* start *
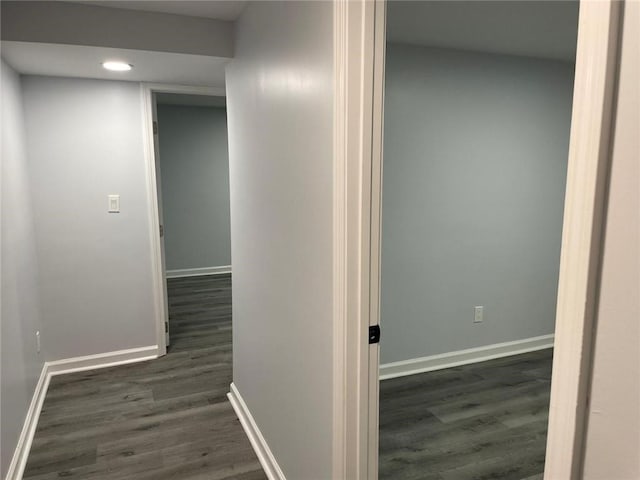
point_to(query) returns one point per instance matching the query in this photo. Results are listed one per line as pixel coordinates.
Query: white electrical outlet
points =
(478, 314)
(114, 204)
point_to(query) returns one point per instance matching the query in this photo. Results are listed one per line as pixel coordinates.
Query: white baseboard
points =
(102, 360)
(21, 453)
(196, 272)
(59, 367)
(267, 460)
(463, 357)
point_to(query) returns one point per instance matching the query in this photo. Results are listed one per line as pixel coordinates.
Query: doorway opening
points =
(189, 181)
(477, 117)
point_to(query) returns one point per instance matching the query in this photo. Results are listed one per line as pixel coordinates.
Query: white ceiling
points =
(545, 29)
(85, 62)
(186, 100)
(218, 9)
* end *
* start *
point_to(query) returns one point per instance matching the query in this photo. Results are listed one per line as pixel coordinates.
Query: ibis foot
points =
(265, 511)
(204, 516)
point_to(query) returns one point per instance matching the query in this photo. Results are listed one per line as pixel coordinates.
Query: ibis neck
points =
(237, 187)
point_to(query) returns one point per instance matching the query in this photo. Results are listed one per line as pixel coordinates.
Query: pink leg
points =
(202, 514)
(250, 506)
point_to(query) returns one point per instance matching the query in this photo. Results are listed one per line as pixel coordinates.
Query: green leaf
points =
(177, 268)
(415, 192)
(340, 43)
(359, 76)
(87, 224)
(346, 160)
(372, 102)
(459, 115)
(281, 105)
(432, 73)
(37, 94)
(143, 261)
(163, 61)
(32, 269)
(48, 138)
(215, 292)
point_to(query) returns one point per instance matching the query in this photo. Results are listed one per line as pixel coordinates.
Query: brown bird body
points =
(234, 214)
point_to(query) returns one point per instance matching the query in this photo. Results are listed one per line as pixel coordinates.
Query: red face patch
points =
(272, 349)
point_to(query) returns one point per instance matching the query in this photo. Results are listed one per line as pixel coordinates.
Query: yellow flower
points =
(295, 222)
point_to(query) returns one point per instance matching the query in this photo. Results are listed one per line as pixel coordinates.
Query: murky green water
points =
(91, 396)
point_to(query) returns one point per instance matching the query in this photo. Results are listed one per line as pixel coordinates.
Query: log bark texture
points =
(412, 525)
* end *
* start *
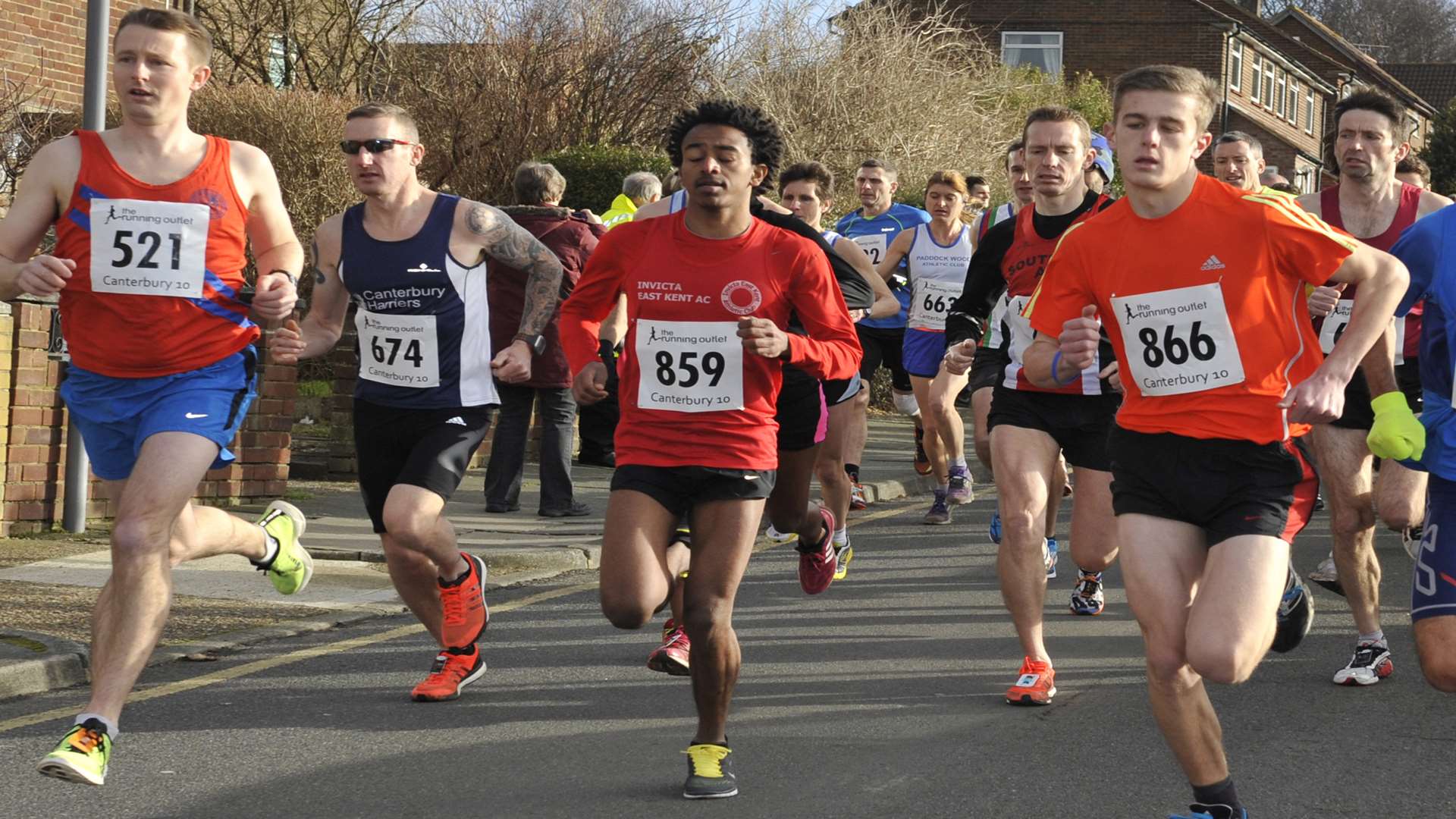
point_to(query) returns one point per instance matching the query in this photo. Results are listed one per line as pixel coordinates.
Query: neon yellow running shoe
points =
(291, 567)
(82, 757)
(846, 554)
* end *
# TASK
From the data above, select and copy every line that contains the string "yellow". Case counts.

# OUTPUT BELOW
Query: yellow flower
Query: neon yellow running shoe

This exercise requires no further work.